*GOAL*. In the material below, copy out the lines starting at the one containing "Expected: for each instance of the glass" and ending at the one containing "x=276 y=205". Swap "glass pane" for "window pane" and leave everything else unchanged.

*ENTRIES SUPPLIED*.
_____
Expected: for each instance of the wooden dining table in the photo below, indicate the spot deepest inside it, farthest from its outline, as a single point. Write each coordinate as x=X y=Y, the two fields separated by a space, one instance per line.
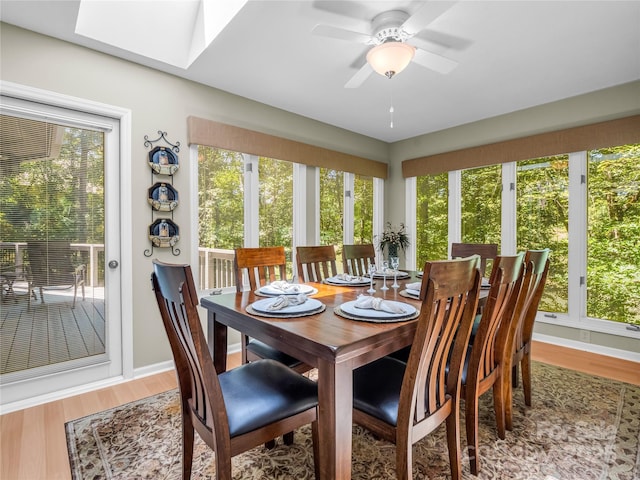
x=332 y=344
x=335 y=345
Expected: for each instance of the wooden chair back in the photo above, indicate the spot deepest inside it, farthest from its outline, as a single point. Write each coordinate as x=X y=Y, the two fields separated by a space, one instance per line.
x=521 y=330
x=316 y=263
x=485 y=360
x=430 y=390
x=357 y=258
x=203 y=398
x=262 y=265
x=487 y=251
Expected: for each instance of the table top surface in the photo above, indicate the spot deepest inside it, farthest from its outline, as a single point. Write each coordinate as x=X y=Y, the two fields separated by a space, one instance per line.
x=326 y=333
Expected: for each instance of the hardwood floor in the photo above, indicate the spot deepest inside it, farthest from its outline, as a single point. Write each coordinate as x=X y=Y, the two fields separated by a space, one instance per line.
x=33 y=444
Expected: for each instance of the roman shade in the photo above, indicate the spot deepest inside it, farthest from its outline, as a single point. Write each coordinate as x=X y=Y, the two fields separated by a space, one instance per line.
x=611 y=133
x=229 y=137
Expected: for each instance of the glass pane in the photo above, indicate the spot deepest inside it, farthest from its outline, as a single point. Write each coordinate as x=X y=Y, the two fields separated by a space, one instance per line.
x=331 y=206
x=542 y=218
x=432 y=218
x=52 y=244
x=613 y=251
x=482 y=205
x=363 y=209
x=220 y=215
x=276 y=205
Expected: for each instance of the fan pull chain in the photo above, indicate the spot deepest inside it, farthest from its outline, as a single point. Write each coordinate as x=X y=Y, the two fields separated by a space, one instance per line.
x=391 y=107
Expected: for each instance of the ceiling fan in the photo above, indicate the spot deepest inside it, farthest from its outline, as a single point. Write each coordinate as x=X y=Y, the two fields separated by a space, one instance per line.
x=394 y=42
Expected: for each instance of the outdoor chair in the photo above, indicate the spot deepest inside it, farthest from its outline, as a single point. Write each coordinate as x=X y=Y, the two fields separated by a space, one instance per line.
x=50 y=267
x=316 y=263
_____
*COMPLETE OUTPUT*.
Expected: for each instance of the window pane in the photo above, indicate the spot deepest inside it, farthest from its outline, as a single point. Write each coordinate as x=X y=Y, the two fields separated by a space, one instance per line.
x=331 y=206
x=542 y=218
x=432 y=218
x=52 y=244
x=613 y=251
x=482 y=205
x=363 y=209
x=220 y=215
x=276 y=205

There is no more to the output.